==== TEXT EXCERPT

Back to TCP. Earlier for the sake of simplicity I told a little fib, and some of you have steam coming out of your ears by now because this fib is driving you crazy. I said that TCP guarantees that your message will arrive. It doesn't, actually. If your pet snake has chewed through the network cable leading to your computer, and no IP packets can get through, then TCP can't do anything about it and your message doesn't arrive. If you were curt with the system administrators in your company and they punished you by plugging you into an overloaded hub, only some of your IP packets will get through, and TCP will work, but everything will be really slow.
This is what I call a leaky abstraction. TCP attempts to provide a complete abstraction of an underlying unreliable network, but sometimes, the network leaks through the abstraction and you feel the things that the abstraction can't quite protect you from. This is but one example of what I've dubbed the Law of Leaky Abstractions:
All non-trivial abstractions, to some degree, are leaky.
Abstractions fail. Sometimes a little, sometimes a lot. There's leakage. Things go wrong. It happens all over the place when you have abstractions. Here are some examples.
Something as simple as iterating over a large two-dimensional array can have radically different performance if you do it horizontally rather than vertically, depending on the "grain of the wood" -- one direction may result in vastly more page faults than the other direction, and page faults are slow. Even assembly programmers are supposed to be allowed to pretend that they have a big flat address space, but virtual memory means it's really just an abstraction, which leaks when there's a page fault and certain memory fetches take way more nanoseconds than other memory fetches.
The SQL language is meant to abstract away the procedural steps that are needed to query a database, instead allowing you to define merely what you want and let the database figure out the procedural steps to query it. But in some cases, certain SQL queries are thousands of times slower than other logically equivalent queries. A famous example of this is that some SQL servers are dramatically faster if you specify "where a=b and b=c and a=c" than if you only specify "where a=b and b=c" even though the result set is the same. You're not supposed to have to care about the procedure, only the specification. But sometimes the abstraction leaks and causes horrible performance and you have to break out the query plan analyzer and study what it did wrong, and figure out how to make your query run faster.
Even though network libraries like NFS and SMB let you treat files on remote machines "as if" they were local, sometimes the connection becomes very slow or goes down, and the file stops acting like it was local, and as a programmer you have to write code to deal with this. The abstraction of "remote file is the same as local file" leaks. Here's a concrete example for Unix sysadmins. If you put users' home directories on NFS-mounted drives (one abstraction), and your users create .forward files to forward all their email somewhere else (another abstraction), and the NFS server goes down while new email is arriving, the messages will not be forwarded because the .forward file will not be found. The leak in the abstraction actually caused a few messages to be dropped on the floor.
C++ string classes are supposed to let you pretend that strings are first-class data. They try to abstract away the fact that strings are hard and let you act as if they were as easy as integers. Almost all C++ string classes overload the + operator so you can write s + "bar" to concatenate. But you know what? No matter how hard they try, there is no C++ string class on Earth that will let you type "foo" + "bar", because string literals in C++ are always char*'s, never strings. The abstraction has sprung a leak that the language doesn't let you plug. (Amusingly, the history of the evolution of C++ over time can be described as a history of trying to plug the leaks in the string abstraction. Why they couldn't just add a native string class to the language itself eludes me at the moment.)

========
==== DATASET EXCERPTS

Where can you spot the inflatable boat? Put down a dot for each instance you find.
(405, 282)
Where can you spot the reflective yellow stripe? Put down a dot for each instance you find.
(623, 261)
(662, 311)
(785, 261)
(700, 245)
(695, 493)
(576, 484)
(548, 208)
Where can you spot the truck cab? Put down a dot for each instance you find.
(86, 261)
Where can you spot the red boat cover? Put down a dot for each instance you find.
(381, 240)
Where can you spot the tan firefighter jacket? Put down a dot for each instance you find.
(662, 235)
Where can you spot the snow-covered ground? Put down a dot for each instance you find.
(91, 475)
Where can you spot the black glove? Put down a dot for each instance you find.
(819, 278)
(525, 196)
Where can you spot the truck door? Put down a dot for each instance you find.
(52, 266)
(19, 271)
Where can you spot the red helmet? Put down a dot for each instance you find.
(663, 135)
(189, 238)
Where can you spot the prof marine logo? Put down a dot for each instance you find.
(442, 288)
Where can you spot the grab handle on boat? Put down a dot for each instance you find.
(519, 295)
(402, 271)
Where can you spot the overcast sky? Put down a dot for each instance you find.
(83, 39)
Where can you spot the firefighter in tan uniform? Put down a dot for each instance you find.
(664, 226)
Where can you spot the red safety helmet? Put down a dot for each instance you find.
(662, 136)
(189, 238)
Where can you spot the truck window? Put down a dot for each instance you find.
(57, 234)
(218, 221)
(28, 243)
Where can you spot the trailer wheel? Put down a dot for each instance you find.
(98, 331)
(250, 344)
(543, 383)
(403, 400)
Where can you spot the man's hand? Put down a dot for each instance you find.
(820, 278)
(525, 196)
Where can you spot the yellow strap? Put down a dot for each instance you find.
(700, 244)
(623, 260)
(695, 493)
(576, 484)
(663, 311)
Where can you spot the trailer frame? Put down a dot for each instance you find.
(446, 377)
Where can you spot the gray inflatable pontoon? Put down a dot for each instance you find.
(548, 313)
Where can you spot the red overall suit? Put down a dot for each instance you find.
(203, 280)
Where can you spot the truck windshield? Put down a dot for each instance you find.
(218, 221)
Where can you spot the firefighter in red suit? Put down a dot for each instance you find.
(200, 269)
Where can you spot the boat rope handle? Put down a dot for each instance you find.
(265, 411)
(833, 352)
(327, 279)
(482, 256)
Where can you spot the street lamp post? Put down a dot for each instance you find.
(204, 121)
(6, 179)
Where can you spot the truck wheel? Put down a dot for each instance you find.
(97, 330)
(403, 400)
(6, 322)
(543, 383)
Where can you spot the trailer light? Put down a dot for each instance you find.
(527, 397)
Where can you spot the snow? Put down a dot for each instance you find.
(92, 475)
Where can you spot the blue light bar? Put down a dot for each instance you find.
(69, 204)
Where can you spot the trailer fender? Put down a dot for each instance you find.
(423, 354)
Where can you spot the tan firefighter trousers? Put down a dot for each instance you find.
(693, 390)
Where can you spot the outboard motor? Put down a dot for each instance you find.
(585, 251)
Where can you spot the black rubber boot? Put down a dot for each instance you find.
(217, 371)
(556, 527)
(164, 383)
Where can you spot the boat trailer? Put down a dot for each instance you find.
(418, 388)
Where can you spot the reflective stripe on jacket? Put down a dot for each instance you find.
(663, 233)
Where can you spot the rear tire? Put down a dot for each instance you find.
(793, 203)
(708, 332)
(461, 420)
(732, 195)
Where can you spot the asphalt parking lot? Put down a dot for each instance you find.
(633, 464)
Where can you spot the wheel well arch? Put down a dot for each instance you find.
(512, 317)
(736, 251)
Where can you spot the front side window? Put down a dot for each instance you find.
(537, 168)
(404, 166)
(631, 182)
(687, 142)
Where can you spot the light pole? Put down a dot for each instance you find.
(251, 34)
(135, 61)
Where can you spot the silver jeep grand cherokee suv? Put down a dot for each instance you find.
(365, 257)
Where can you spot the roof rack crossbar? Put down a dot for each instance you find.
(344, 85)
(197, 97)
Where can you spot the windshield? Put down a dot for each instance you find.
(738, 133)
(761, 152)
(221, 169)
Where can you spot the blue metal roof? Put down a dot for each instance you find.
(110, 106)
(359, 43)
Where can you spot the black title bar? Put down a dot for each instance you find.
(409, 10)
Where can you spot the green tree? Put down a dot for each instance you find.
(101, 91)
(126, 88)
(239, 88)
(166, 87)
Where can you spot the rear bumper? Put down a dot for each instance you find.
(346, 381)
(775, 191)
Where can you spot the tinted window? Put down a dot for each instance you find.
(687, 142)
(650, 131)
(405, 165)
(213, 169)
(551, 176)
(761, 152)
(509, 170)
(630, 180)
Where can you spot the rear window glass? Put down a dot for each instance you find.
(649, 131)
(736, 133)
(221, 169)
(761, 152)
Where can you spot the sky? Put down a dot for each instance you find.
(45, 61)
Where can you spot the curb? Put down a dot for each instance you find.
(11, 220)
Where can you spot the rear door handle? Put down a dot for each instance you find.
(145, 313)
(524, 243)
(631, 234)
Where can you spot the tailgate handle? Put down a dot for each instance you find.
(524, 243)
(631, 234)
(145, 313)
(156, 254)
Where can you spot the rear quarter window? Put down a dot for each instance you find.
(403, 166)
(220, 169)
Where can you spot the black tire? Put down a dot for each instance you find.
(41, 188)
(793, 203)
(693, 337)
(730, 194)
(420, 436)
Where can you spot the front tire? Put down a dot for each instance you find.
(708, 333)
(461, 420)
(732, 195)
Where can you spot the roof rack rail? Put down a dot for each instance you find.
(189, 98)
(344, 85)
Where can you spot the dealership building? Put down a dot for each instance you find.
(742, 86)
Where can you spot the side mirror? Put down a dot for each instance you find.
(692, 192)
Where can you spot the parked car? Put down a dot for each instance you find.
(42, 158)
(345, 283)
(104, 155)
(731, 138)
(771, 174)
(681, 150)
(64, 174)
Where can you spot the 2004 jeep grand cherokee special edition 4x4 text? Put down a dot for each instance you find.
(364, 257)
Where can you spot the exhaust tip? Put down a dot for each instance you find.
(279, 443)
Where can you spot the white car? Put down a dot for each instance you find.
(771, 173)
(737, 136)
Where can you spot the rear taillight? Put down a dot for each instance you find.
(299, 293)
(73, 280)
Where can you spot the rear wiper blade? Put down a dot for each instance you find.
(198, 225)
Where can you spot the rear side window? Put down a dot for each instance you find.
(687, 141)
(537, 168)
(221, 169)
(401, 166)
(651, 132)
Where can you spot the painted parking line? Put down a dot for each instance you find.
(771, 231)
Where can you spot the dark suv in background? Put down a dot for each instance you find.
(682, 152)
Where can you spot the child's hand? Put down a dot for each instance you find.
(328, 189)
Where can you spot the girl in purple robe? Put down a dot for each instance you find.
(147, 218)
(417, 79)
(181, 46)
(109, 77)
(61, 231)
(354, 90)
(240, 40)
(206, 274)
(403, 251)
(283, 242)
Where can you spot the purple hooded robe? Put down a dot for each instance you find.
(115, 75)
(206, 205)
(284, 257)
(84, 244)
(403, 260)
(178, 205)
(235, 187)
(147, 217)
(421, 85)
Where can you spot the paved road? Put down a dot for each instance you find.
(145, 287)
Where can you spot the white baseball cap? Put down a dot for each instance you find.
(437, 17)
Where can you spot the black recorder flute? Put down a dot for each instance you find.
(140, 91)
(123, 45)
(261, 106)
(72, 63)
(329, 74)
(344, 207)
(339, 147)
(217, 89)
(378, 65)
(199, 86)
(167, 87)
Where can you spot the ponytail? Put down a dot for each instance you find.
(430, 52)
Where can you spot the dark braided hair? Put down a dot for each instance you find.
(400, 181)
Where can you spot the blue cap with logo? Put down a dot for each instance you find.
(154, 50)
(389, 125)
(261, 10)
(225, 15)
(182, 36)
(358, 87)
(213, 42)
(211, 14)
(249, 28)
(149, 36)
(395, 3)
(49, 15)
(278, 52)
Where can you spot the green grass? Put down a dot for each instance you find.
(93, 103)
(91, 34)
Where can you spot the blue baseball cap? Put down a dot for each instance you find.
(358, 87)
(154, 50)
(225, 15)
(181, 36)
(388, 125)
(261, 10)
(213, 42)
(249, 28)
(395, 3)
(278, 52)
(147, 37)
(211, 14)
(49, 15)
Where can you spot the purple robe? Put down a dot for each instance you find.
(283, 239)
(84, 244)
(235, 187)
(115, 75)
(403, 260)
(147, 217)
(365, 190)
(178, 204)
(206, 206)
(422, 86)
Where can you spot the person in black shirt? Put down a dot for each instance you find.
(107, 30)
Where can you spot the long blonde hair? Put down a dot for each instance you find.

========

**PROBLEMS TO WORK ON**
A) Rewrite the part of the leaky abstractions text that begins at "This is what" and ends after "are some examples.", putting "connection" in place of "network".
B) Carry on the leaky abstractions text from its last sentence.
The listing comes from a separate source.

**RESULTS OF THE TASKS**
A)
This is what I call a leaky abstraction. TCP attempts to provide a complete abstraction of an underlying unreliable connection, but sometimes, the connection leaks through the abstraction and you feel the things that the abstraction can't quite protect you from. This is but one example of what I've dubbed the Law of Leaky Abstractions:
All non-trivial abstractions, to some degree, are leaky.
Abstractions fail. Sometimes a little, sometimes a lot. There's leakage. Things go wrong. It happens all over the place when you have abstractions. Here are some examples.

B)
And you can't drive as fast when it's raining, even though your car has windshield wipers and headlights and a roof and a heater, all of which protect you from caring about the fact that it's raining (they abstract away the weather), but lo, you have to worry about hydroplaning (or aquaplaning in England) and sometimes the rain is so strong you can't see very far ahead so you go slower in the rain, because the weather can never be completely abstracted away, because of the law of leaky abstractions.
One reason the law of leaky abstractions is problematic is that it means that abstractions do not really simplify our lives as much as they were meant to. When I'm training someone to be a C++ programmer, it would be nice if I never had to teach them about char*'s and pointer arithmetic. It would be nice if I could go straight to STL strings. But one day they'll write the code "foo" + "bar", and truly bizarre things will happen, and then I'll have to stop and teach them all about char*'s anyway. Or one day they'll be trying to call a Windows API function that is documented as having an OUT LPTSTR argument and they won't be able to understand how to call it until they learn about char*'s, and pointers, and Unicode, and wchar_t's, and the TCHAR header files, and all that stuff that leaks up.
In teaching someone about COM programming, it would be nice if I could just teach them how to use the Visual Studio wizards and all the code generation features, but if anything goes wrong, they will not have the vaguest idea what happened or how to debug it and recover from it. I'm going to have to teach them all about IUnknown and CLSIDs and ProgIDS and ... oh, the humanity!
In teaching someone about ASP.NET programming, it would be nice if I could just teach them that they can double-click on things and then write code that runs on the server when the user clicks on those things. Indeed ASP.NET abstracts away the difference between writing the HTML code to handle clicking on a hyperlink (<a>) and the code to handle clicking on a button. Problem: the ASP.NET designers needed to hide the fact that in HTML, there's no way to submit a form from a hyperlink. They do this by generating a few lines of JavaScript and attaching an onclick handler to the hyperlink. The abstraction leaks, though. If the end-user has JavaScript disabled, the ASP.NET application doesn't work correctly, and if the programmer doesn't understand what ASP.NET was abstracting away, they simply won't have any clue what is wrong.
The law of leaky abstractions means that whenever somebody comes up with a wizzy new code-generation tool that is supposed to make us all ever-so-efficient, you hear a lot of people saying "learn how to do it manually first, then use the wizzy tool to save time." Code generation tools which pretend to abstract out something, like all abstractions, leak, and the only way to deal with the leaks competently is to learn about how the abstractions work and what they are abstracting. So the abstractions save us time working, but they don't save us time learning.
And all this means that paradoxically, even as we have higher and higher level programming tools with better and better abstractions, becoming a proficient programmer is getting harder and harder.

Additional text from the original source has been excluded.